Can you rewrite all of the data below, replacing "in this photo" with "in this image" everywhere it occurs and changing nothing else? Leave the pictures out of your answer.

### Extracted records

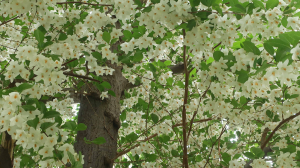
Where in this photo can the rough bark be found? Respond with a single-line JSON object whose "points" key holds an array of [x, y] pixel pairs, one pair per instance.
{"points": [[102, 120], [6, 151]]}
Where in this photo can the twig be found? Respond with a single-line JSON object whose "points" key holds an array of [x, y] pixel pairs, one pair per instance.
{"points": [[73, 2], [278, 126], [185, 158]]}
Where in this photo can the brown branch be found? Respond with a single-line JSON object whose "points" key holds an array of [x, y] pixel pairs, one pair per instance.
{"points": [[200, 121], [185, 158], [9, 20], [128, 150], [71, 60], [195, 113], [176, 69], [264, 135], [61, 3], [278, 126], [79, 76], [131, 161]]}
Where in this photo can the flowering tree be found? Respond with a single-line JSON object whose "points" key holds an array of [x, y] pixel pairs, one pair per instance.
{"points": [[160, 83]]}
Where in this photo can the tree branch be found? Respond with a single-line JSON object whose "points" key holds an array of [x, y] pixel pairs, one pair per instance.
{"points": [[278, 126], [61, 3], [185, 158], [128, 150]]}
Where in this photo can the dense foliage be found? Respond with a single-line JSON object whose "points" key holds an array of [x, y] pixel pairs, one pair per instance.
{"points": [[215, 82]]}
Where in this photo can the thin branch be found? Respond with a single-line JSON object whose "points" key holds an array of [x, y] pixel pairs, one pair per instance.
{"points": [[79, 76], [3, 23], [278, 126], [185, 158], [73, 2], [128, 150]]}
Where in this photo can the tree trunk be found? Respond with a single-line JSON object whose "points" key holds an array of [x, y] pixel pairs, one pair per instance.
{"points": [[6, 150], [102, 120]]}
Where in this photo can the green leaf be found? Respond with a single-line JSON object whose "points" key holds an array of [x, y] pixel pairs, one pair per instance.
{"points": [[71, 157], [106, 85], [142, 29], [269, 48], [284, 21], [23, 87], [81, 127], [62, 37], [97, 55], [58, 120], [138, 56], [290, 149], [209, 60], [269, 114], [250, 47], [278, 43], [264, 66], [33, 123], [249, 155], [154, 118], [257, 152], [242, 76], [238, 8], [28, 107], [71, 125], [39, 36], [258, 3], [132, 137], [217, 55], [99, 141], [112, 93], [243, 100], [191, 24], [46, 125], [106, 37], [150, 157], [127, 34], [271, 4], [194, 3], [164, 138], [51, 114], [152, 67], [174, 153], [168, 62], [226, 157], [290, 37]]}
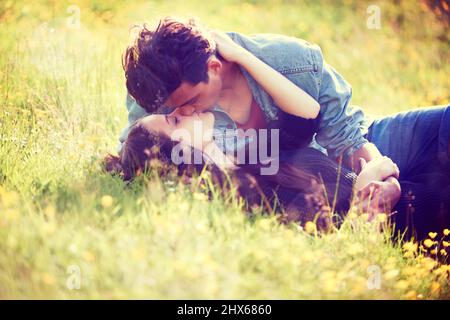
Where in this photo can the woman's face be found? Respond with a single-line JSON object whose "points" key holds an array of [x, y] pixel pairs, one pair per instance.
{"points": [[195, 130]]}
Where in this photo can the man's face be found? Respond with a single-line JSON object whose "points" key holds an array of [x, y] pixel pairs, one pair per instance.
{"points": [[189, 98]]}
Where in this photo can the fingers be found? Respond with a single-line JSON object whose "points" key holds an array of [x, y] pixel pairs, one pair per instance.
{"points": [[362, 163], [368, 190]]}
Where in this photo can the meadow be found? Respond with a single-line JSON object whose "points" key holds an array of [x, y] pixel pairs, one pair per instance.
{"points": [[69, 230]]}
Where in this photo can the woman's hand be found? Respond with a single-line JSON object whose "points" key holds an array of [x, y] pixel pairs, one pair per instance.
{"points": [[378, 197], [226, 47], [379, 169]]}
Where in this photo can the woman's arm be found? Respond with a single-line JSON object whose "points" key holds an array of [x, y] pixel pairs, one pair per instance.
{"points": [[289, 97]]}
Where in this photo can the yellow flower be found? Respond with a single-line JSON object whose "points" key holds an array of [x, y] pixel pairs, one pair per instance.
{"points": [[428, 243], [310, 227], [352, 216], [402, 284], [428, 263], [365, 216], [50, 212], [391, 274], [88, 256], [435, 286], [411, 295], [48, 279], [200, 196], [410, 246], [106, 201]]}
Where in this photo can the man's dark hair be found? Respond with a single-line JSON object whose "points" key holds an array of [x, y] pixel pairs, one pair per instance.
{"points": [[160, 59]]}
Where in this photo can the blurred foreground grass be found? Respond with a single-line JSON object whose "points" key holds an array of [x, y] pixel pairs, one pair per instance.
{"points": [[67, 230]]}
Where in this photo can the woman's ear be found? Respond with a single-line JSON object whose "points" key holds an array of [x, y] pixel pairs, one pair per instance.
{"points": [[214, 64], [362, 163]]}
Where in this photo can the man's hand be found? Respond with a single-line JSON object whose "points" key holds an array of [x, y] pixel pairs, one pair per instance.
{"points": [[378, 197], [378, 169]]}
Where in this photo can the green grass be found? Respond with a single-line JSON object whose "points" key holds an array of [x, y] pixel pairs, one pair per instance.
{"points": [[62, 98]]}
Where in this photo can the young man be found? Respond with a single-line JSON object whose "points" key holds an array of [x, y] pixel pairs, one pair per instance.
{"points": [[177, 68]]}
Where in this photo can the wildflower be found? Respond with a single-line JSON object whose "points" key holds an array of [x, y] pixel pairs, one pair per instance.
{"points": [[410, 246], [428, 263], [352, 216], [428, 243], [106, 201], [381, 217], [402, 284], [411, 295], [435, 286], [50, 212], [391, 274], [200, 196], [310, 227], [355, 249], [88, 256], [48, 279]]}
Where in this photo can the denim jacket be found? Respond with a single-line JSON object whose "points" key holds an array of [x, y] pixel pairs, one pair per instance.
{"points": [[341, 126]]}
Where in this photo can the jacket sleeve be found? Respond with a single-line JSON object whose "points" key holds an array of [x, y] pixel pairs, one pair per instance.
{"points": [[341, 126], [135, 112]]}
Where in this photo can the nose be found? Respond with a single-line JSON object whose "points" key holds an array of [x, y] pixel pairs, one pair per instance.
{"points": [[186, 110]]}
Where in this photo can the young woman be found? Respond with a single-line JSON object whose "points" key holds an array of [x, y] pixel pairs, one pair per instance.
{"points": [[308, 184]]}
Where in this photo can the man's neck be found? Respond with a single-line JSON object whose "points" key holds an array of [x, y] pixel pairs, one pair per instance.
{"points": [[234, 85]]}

######

Exercise solution ::
Where in this image can the rough bark be found? Respond with a single-line JSON object whose "points" key holds an array of [x, y] pixel pairs, one pair per instance.
{"points": [[102, 120], [6, 151]]}
Where in this image can the twig be found? Respond with a single-line JSON object whose "points" key holds an array of [x, y] pixel pairs, one pair per instance.
{"points": [[73, 2], [278, 126], [185, 158]]}
Where in this image can the brown branch be found? Respond with a single-line JSON object whose "points" key holds an array of [x, y] pixel pairs, one pair per instance.
{"points": [[200, 121], [185, 158], [9, 20], [128, 150], [71, 60], [195, 113], [176, 69], [264, 135], [61, 3], [278, 126], [79, 76], [131, 161]]}
Where in this image can the flowering tree be found? Respond with a single-line JSON object whose "points" key holds an array of [x, y] pixel pairs, one pair per instance.
{"points": [[160, 83]]}
Where in this image can the tree branch be found? Respond with a single-line JSON object whose "points" key holds an array of [x, y] pixel pairs, one pair per instance.
{"points": [[278, 126], [61, 3], [185, 158], [128, 150]]}
Where in this image can the dense foliage be found? Respond with a single-line JSON object whose "points" key holds an array of [x, y] pixel pairs, one pair per instance.
{"points": [[215, 82]]}
Where in this image can the thin branch be found? Respond with a single-line JSON object whose "points" key holds an array of [x, y] pixel pairs, one pair per instance.
{"points": [[79, 76], [3, 23], [278, 126], [185, 158], [73, 2], [128, 150]]}
Where in this image can the tree trunk be found? Respond with a single-line JSON object whose "points" key holds an array of [x, y] pixel pairs, one pair per instance.
{"points": [[6, 150], [102, 120]]}
Where in this image can the green leaf be found? Respond with a single-line JSON object whose "points" key holds an array of [x, y] pixel pairs, one pair per instance.
{"points": [[71, 157], [106, 85], [142, 29], [269, 48], [284, 21], [23, 87], [81, 127], [62, 37], [97, 55], [58, 120], [138, 56], [290, 149], [209, 60], [269, 114], [250, 47], [278, 43], [264, 66], [33, 123], [249, 155], [154, 118], [257, 152], [242, 76], [238, 8], [28, 107], [71, 125], [39, 36], [258, 3], [132, 137], [217, 55], [99, 141], [112, 93], [243, 100], [191, 24], [46, 125], [106, 37], [150, 157], [127, 34], [271, 4], [194, 3], [164, 138], [51, 114], [152, 67], [174, 153], [168, 62], [226, 157], [290, 37]]}
Where in this image can the woman's face be found? Respond with a single-line JSON object whose "points" key holds an array of [x, y] pixel pairs, one pair per instance.
{"points": [[195, 130]]}
Where in this image can the man's face be found? Respond with a single-line JSON object whose "points" key holds an array of [x, y] pixel pairs, one pair per instance.
{"points": [[189, 98]]}
Where in this image can the fingers be found? Respond with a single-line JSON object whose "points" key holds an array of [x, y] pixel pairs, one pair per instance.
{"points": [[362, 163], [368, 190]]}
Where in this image can the meadow be found? Respond with a single-line JSON object whose "points" key holds an array of [x, y] pixel pairs, one pair per instance.
{"points": [[69, 230]]}
Where in this image can the woman's hand be found? Respond with a single-line JSON object whose "points" key holds an array of [x, y] pixel pairs, one pair per instance.
{"points": [[378, 197], [226, 47], [379, 169]]}
Where in this image can the woman's arm be found? Respond with a single-line JSON object whose "points" key holds an array of [x, y] pixel pairs, one pair per instance.
{"points": [[289, 97]]}
Where in this image can the yellow flower be found? Respond with a single-line JSON object whose "points" key holds an array of [x, y] pixel pairs, one pair per instance.
{"points": [[428, 243], [310, 227], [352, 216], [402, 284], [428, 263], [365, 216], [50, 212], [391, 274], [88, 256], [435, 286], [411, 295], [48, 279], [200, 196], [410, 246], [106, 201]]}
Where in this image can the man's dark hair be found? Respond with a single-line JSON object whose "points" key holds an array of [x, y] pixel pairs, one pair per instance.
{"points": [[160, 59]]}
Where in this image can the blurred foreground grass be found? Respond with a single-line JSON object whose "points" key holds an array of [x, y] pixel pairs, one pair per instance.
{"points": [[67, 230]]}
Where in this image can the woman's ear be found? Respond with a single-line JSON object whose "points" key holds an array of [x, y] pixel pairs, one pair per instance.
{"points": [[214, 64], [362, 163]]}
Where in this image can the man's hand be found? Respond with a single-line JSON object whose "points" key holds an array of [x, y] pixel pairs, one pair per instance.
{"points": [[378, 197], [378, 169]]}
Where in this image can the green grass be found? Respond with a single-line JSON object whose "points" key holds an array of [x, y] pixel pairs, one pair per instance.
{"points": [[62, 98]]}
Where in this image can the young man be found? Respond with a single-line JSON object whose "points" key holds an array of [x, y] pixel pairs, one pair per instance.
{"points": [[177, 68]]}
Where in this image can the wildflower be found? Respond with a single-line JSON object whose "points" key holds an array of [x, y] pixel pairs, one pair per instance.
{"points": [[410, 246], [428, 263], [352, 216], [428, 243], [106, 201], [381, 217], [402, 284], [411, 295], [435, 286], [50, 212], [391, 274], [200, 196], [310, 227], [355, 249], [88, 256], [48, 279]]}
Where in this image can the denim jacket be found? Respond with a single-line JSON object whose "points" key holds an array of [x, y] pixel pairs, one pair per instance.
{"points": [[341, 126]]}
Where in this image can the jacket sleeve be found? Respond with a single-line JSON object whose "points" key holds an array of [x, y] pixel pairs, one pair per instance.
{"points": [[341, 126], [135, 112]]}
Where in this image can the nose be found? Respond with a single-line JSON object whose "points" key holds an array of [x, y] pixel pairs, one pair per instance.
{"points": [[186, 110]]}
Where in this image can the young woman be found? Respond with a single-line JSON object whose "points" key holds an array of [x, y] pixel pairs, one pair per instance.
{"points": [[308, 184]]}
Where in this image can the man's neck be found? Respond with a single-line JSON object whose "points" key holds an array of [x, y] pixel pairs, one pair per instance.
{"points": [[234, 85]]}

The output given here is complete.